Document segment:
:::
Initial Publication Date: February 15, 2021

The Fossils baMEL

The Fossils baMEL asks students to weigh the connections between evidence and alternative explanations about the relationship between early organisms and information about climate changes of the past. By exploring evidence of variations in the fossil record, students can better understand the issues related to climate change today.

Below are links to resources that will help students use the Fossils baMEL to make claims and justify the connections between fossil evidence of past climates and current scientific models that present Earth's climate as dynamic and ever-changing.


This article provides an provides an introduction to the Fossils build-a-MEL (baMEL). It is useful even if you are using the Fossils pcMEL with your students. The primary difference between the pcMEL and the baMEL is that with the pcMEL students are given two models and four lines of evidence in a preconstructed diagram where as with the baMEL students choose two models from three and select four lines of evidence from eight to create their own MEL diagram.
:::
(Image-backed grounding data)
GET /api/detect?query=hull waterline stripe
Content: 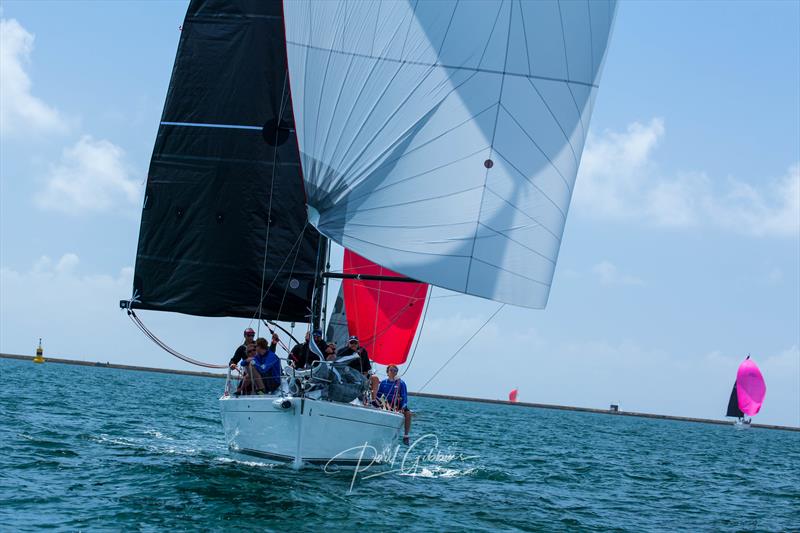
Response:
[230,448,376,466]
[319,414,400,429]
[161,122,264,131]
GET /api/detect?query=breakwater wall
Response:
[0,353,800,432]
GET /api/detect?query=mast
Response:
[311,234,330,331]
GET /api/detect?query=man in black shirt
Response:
[228,328,256,368]
[336,335,381,401]
[289,329,327,370]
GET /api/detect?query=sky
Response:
[0,0,800,426]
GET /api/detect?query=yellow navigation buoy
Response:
[33,337,44,363]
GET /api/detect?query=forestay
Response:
[284,0,615,308]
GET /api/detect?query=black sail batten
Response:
[725,382,744,418]
[133,0,319,322]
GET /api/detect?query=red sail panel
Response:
[343,250,428,365]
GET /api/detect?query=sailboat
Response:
[121,0,616,466]
[725,355,767,429]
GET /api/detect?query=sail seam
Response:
[160,121,264,131]
[500,104,572,194]
[286,40,599,89]
[464,0,514,292]
[486,185,566,242]
[478,222,556,266]
[528,78,578,168]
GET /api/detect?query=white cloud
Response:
[36,135,140,214]
[575,118,800,236]
[0,253,250,372]
[401,305,800,426]
[592,261,644,285]
[0,19,66,135]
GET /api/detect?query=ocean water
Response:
[0,360,800,532]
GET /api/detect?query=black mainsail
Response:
[132,0,319,321]
[725,382,744,418]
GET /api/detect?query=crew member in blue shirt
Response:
[377,365,411,444]
[242,334,281,393]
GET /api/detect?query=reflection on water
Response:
[0,360,800,531]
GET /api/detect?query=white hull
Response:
[219,395,403,467]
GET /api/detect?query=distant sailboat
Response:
[725,355,767,427]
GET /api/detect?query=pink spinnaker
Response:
[736,358,767,416]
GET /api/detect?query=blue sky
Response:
[0,1,800,425]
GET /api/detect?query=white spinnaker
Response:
[284,0,615,308]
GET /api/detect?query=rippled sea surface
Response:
[0,360,800,531]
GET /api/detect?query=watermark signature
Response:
[323,433,479,494]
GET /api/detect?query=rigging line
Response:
[127,308,228,368]
[398,286,433,378]
[253,69,290,333]
[250,220,308,323]
[363,283,424,344]
[417,304,506,392]
[275,222,308,320]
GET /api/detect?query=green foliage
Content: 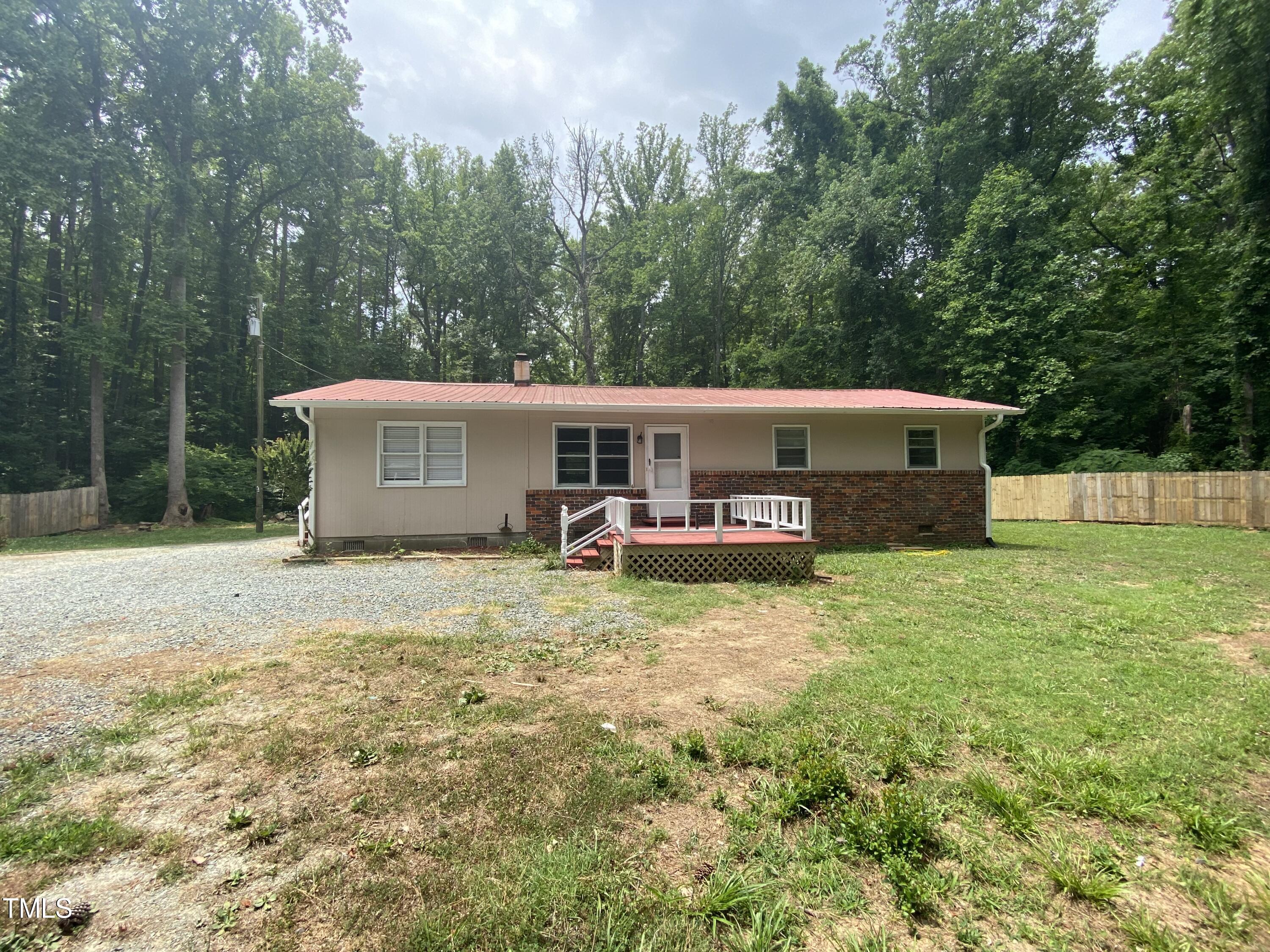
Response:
:::
Exercise aim: According to the page on the Fossils baMEL, how many lines of evidence do students select in the baMEL, and from how many? The lines above have nothing to do with what is asked here.

Completed task: Students select four lines of evidence from eight.